— Begin —

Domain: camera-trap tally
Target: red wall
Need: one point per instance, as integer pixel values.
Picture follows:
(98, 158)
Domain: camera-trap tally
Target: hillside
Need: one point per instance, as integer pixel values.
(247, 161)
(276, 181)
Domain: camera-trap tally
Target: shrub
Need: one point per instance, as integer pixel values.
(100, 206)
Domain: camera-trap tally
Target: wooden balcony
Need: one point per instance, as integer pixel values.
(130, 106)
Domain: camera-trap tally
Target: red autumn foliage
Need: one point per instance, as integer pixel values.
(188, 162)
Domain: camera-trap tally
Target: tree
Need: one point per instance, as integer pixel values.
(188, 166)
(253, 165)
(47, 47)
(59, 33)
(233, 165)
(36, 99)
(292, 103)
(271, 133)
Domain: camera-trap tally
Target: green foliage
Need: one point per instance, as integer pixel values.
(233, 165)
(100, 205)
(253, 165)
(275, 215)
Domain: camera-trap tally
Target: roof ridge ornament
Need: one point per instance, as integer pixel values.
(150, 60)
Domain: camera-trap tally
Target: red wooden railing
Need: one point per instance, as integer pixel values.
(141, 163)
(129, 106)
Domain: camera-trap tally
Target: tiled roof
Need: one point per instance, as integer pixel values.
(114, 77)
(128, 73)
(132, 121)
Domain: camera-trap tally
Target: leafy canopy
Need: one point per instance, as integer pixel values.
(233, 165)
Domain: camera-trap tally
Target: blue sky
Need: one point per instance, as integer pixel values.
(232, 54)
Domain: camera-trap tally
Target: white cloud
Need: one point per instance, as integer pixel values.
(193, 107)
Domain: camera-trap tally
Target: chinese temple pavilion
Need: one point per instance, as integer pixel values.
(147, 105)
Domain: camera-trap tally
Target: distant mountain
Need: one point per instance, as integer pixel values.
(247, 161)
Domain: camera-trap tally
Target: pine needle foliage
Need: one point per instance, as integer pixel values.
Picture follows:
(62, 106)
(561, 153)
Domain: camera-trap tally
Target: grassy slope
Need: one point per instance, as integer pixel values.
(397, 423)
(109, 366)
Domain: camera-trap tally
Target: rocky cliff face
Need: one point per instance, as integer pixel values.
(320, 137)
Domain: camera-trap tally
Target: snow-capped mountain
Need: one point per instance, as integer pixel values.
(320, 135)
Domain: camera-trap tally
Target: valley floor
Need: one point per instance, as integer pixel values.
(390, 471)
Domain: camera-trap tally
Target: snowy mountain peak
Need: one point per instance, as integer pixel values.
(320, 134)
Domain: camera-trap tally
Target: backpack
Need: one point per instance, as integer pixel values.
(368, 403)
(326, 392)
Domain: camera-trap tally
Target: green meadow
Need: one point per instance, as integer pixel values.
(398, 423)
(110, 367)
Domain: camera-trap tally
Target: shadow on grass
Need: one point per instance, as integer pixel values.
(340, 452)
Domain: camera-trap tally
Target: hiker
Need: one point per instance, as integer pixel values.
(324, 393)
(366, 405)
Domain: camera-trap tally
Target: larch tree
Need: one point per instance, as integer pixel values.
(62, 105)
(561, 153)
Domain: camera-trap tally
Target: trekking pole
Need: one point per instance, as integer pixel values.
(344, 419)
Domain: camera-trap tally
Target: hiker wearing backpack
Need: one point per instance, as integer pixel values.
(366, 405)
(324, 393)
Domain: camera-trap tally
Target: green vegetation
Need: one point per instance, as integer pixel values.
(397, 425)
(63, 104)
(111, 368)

— End —

What you will do:
Extract every line in the records above that contains the string "green", treating uppercase and lowercase letters as different.

Finished exercise:
Target: green foliage
Target: green meadow
Target: green vegetation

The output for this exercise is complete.